*Task inputs:*
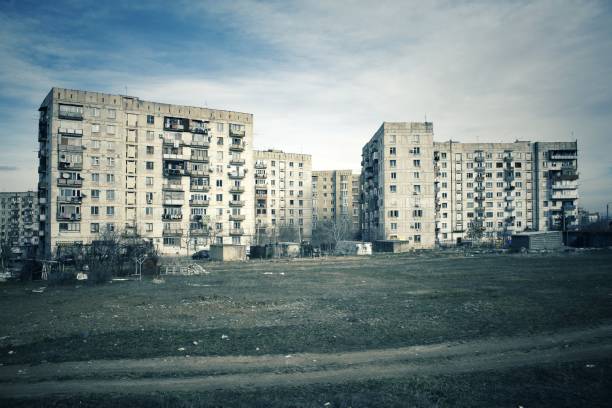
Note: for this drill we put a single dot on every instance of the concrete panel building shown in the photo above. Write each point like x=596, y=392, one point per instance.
x=428, y=193
x=335, y=197
x=177, y=175
x=19, y=222
x=283, y=196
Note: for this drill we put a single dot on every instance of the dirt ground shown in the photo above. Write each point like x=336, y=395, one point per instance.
x=422, y=328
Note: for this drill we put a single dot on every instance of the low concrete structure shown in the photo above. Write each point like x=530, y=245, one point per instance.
x=537, y=240
x=353, y=248
x=227, y=252
x=394, y=246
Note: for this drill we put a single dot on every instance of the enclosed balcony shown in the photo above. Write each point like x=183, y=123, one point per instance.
x=176, y=124
x=236, y=231
x=237, y=130
x=70, y=112
x=236, y=174
x=237, y=147
x=199, y=202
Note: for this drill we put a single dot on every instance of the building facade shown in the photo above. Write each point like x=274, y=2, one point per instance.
x=283, y=196
x=19, y=222
x=427, y=193
x=176, y=175
x=335, y=198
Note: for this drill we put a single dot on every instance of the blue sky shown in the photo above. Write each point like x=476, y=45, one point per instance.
x=321, y=76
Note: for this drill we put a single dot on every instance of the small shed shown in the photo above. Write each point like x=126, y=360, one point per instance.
x=353, y=248
x=393, y=246
x=227, y=252
x=537, y=240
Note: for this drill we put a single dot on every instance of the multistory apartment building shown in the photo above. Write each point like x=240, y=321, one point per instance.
x=335, y=197
x=175, y=175
x=398, y=184
x=19, y=221
x=427, y=192
x=283, y=196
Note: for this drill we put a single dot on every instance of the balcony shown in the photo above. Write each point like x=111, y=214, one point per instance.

*Assignment:* Repeat the line containing "y=321, one point per instance." and all subsequent lines through the final line of the data, exactly and with no others.

*Task answer:*
Note: for this drill we put a single dot on every instance of the multistory apartment building shown in the photo above. Write each point like x=240, y=321, one point per instance.
x=335, y=197
x=175, y=175
x=398, y=184
x=19, y=221
x=427, y=192
x=283, y=196
Note: for this drill we put a single dot on every instance of the balcony shown in the photo above. Write each point like x=111, y=214, one point per instance.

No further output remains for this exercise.